▶ _Work required_
The full set of records below is to be reproduced without a single alteration.

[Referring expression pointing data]
= Beginning of Section =
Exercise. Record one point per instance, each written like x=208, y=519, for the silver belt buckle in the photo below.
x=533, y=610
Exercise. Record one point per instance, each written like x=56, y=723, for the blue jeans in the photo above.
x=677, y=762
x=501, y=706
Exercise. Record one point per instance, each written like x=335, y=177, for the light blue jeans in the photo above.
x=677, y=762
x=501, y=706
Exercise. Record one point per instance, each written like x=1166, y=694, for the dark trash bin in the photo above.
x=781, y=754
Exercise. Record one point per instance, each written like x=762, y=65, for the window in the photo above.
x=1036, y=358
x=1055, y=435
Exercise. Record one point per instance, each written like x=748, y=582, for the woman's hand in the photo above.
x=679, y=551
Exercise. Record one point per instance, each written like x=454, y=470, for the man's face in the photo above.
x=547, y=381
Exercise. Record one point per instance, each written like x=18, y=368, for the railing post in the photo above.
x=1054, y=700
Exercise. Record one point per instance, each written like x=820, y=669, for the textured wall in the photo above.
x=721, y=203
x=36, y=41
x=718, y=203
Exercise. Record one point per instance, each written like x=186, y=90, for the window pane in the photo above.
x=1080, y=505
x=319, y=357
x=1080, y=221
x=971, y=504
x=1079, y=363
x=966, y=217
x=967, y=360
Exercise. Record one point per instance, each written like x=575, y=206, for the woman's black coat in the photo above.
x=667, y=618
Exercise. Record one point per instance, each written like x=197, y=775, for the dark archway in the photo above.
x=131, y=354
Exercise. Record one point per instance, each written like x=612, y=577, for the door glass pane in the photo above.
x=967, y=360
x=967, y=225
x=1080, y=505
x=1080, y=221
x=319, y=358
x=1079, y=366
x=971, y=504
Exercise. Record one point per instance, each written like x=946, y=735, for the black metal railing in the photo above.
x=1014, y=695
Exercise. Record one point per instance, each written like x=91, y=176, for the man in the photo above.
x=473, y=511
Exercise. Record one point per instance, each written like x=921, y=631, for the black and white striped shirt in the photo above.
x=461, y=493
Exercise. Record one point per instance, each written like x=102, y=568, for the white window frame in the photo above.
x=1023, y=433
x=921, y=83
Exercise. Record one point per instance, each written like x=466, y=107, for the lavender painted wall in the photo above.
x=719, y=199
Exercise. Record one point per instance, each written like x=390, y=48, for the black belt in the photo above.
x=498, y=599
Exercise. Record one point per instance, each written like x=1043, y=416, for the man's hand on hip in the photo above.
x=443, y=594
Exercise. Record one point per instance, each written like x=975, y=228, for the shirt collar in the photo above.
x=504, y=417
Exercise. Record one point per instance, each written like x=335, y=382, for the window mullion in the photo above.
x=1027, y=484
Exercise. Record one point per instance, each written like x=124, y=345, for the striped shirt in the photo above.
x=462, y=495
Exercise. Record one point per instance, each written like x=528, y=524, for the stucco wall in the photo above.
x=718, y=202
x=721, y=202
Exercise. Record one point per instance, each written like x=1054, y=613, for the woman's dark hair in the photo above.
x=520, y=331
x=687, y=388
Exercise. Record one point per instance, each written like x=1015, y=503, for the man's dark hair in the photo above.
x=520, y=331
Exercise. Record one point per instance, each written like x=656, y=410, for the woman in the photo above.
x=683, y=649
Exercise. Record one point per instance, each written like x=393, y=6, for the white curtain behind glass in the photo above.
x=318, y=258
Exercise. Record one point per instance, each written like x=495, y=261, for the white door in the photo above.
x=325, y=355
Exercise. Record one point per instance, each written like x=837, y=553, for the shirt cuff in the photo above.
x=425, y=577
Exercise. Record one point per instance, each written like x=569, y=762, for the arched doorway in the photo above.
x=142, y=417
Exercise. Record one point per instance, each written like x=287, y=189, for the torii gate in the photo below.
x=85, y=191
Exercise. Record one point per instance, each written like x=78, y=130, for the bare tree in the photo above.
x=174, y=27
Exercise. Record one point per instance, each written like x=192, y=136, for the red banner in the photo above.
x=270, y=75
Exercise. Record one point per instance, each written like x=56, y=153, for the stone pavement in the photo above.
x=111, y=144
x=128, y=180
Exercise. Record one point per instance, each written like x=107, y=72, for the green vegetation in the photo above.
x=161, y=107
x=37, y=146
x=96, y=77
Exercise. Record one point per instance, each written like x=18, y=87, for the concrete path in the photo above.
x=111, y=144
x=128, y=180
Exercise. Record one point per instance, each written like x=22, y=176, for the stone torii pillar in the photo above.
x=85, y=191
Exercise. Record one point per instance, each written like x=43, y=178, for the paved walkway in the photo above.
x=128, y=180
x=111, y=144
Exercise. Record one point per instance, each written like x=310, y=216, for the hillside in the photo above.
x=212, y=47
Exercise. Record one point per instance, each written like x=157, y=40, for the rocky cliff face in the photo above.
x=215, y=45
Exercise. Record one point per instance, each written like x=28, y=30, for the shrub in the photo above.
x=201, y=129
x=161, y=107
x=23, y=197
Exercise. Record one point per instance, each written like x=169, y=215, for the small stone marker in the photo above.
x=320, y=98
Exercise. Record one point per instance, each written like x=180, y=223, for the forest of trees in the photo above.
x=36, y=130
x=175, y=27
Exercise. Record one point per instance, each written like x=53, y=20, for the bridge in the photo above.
= End of Section =
▶ _Written response_
Exercise. Record one point per instance, each written like x=208, y=519, for the silver belt buckle in the photo below.
x=533, y=610
Exercise. Record one point per instance, each written like x=56, y=723, for the blue jeans in the photo above.
x=677, y=762
x=501, y=706
Exercise. Record one point per instance, each written like x=335, y=177, for the light blue jeans in the photo above.
x=677, y=762
x=501, y=706
Exercise. Record one point per instance, each written like x=1166, y=694, for the dark trash bin in the photo above.
x=781, y=754
Exercise. Record one point per instance, each written like x=762, y=65, for the window in the photo above.
x=1036, y=358
x=1055, y=435
Exercise. Record one point per instance, each written like x=748, y=582, for the woman's hand in the photo above.
x=679, y=551
Exercise. Record one point per instance, each written like x=454, y=470, for the man's face in the photo above.
x=547, y=381
Exercise. Record one point per instance, each written like x=18, y=368, for the railing post in the photo above.
x=1054, y=700
Exercise. Record one point per instance, each written like x=820, y=669, for the textured wall in the photo above.
x=721, y=203
x=36, y=41
x=718, y=203
Exercise. Record one point per instance, each written like x=186, y=90, for the window pane in the photo above.
x=1080, y=505
x=319, y=357
x=1080, y=221
x=971, y=504
x=1079, y=363
x=966, y=217
x=967, y=360
Exercise. Record one point per instance, each written like x=575, y=206, for the woman's black coat in the photo above.
x=667, y=618
Exercise. Record one point per instance, each written like x=197, y=775, for the dark archway in the photo above.
x=131, y=354
Exercise. Record one point per instance, each written like x=612, y=577, for the door glass pane in the photo above.
x=967, y=360
x=967, y=225
x=1080, y=505
x=1080, y=221
x=319, y=358
x=1079, y=366
x=971, y=504
Exercise. Record one point per instance, each written like x=946, y=735, for the black metal railing in the photo above.
x=1014, y=695
Exercise. Record one point per instance, each written like x=91, y=176, for the man in the photo above.
x=473, y=511
Exercise. Record one point per instance, each written like x=921, y=631, for the black and white striped shirt in the photo above.
x=461, y=493
Exercise. Record one point per instance, each written like x=102, y=568, for the white window frame in the photo above.
x=1023, y=433
x=921, y=83
Exercise. Record one point per instance, each written like x=466, y=107, for the lavender painted wall in the photo above.
x=719, y=199
Exercise. Record one point per instance, each written like x=390, y=48, for the black belt in the photo above.
x=498, y=599
Exercise. Record one point per instance, each written like x=1043, y=416, for the man's hand on hip in the photo above.
x=443, y=594
Exercise. Record one point per instance, each written like x=975, y=228, for the shirt collar in the photo above.
x=504, y=417
Exercise. Record one point per instance, each written like x=335, y=382, for the window mullion in the photo above.
x=1027, y=484
Exercise. Record one point per instance, each written like x=124, y=345, for the striped shirt in the photo above.
x=462, y=495
Exercise. Record one point per instance, each written like x=528, y=524, for the stucco wall in the photo above.
x=718, y=202
x=721, y=202
Exercise. Record one point per instance, each written like x=1054, y=613, for the woman's dark hair in the photo above.
x=520, y=331
x=687, y=388
Exercise. Record one point per instance, each written like x=1015, y=503, for the man's dark hair in the photo above.
x=520, y=331
Exercise. Record one point per instance, each written like x=656, y=410, for the woman in the photo above.
x=683, y=649
Exercise. Record one point per instance, each written like x=393, y=6, for the white curtain behind glass in the photo above.
x=318, y=258
Exercise. Record one point per instance, each written like x=495, y=261, for the white door in the photo above.
x=325, y=355
Exercise. Record one point per instance, each written like x=837, y=553, for the shirt cuff in the photo above.
x=425, y=577
Exercise. Record one point per instance, each written like x=569, y=762, for the arched doorway in the photo above.
x=142, y=417
Exercise. Record one point per instance, each written like x=287, y=189, for the torii gate in the photo below.
x=85, y=191
Exercise. Record one point per instance, each written like x=78, y=130, for the bare tree in the photo above.
x=174, y=27
Exercise. Record one point per instance, each written like x=192, y=136, for the red banner in the photo above.
x=270, y=75
Exercise. Record one point per instance, each written like x=56, y=153, for the stone pavement in the photo above.
x=111, y=144
x=128, y=180
Exercise. Record one point per instance, each written like x=107, y=72, for the green vegetation in the photo above.
x=161, y=107
x=37, y=146
x=96, y=77
Exercise. Record one point per instance, each written like x=18, y=87, for the concrete path in the photo above.
x=111, y=144
x=128, y=180
Exercise. Record one point per instance, each written like x=22, y=176, for the stone torii pillar in the photo above.
x=85, y=191
Exercise. Record one point per instance, each written like x=43, y=178, for the paved walkway in the photo above.
x=128, y=180
x=111, y=144
Exercise. Record one point per instance, each written like x=310, y=216, for the hillside in the photo above.
x=212, y=47
Exercise. Record one point per instance, each written like x=157, y=40, for the rocky cliff face in the photo above.
x=215, y=45
Exercise. Record one point per instance, each written like x=28, y=30, for the shrub in the photo above.
x=201, y=129
x=161, y=107
x=23, y=197
Exercise. Record one point per instance, each written like x=169, y=215, for the small stone marker in the photo above.
x=320, y=98
Exercise. Record one point per instance, each written like x=180, y=223, for the forest of trees in the photo above.
x=36, y=130
x=175, y=27
Exercise. Record one point per instance, each written like x=53, y=20, for the bridge in the photo above.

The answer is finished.